Records supplied:
============================================================

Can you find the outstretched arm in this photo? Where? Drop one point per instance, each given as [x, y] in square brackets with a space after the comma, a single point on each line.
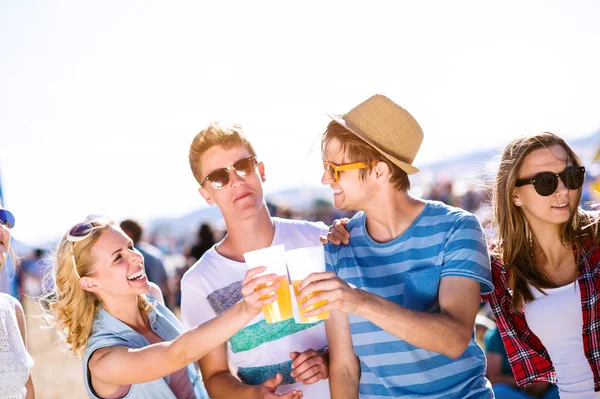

============================================================

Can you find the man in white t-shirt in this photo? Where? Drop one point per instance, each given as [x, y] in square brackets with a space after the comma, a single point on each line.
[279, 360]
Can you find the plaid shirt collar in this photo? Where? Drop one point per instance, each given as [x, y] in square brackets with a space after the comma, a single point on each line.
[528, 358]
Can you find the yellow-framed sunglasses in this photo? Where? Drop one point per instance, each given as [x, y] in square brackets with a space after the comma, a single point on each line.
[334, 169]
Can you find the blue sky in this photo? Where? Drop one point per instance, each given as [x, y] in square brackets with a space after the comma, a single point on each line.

============================================================

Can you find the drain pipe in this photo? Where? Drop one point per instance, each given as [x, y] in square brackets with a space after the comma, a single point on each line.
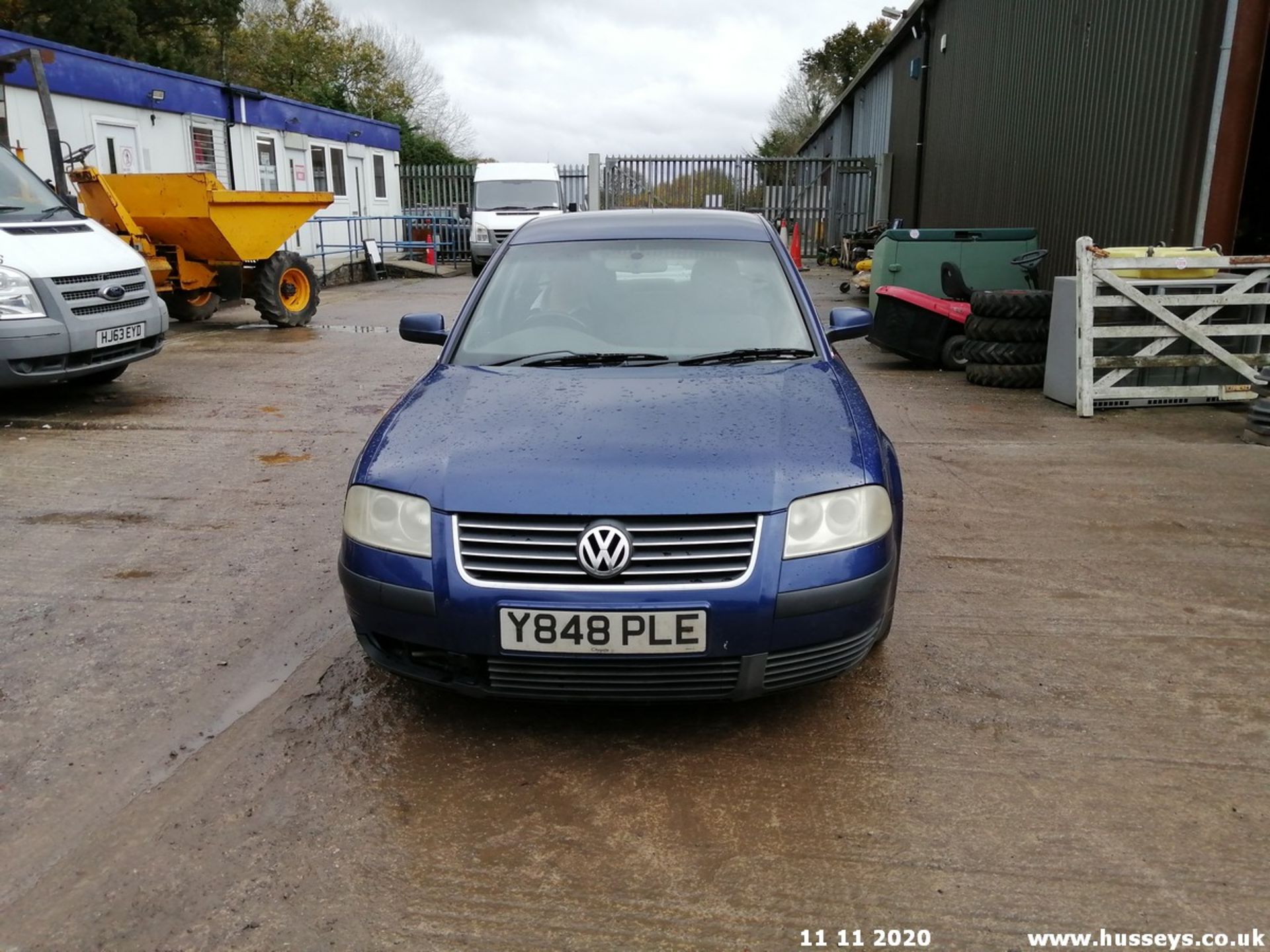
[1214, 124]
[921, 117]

============================================================

What the exercise asks:
Given the records above, restate word for word only the lines starting at the one with "Can you find the yellow-framed" and ending at the one with "Can you find the blue".

Answer below:
Can you find the yellow-framed sunglasses in this photo? Where? Drop one point per instance, each given as [x, y] in square brackets with a space after the comma, a single point on each line.
[334, 169]
Can you find the blue sky in this photo? Where? Drop one point per instance, each given as [x, y] in square brackets with a space after the comma, a single point on each line.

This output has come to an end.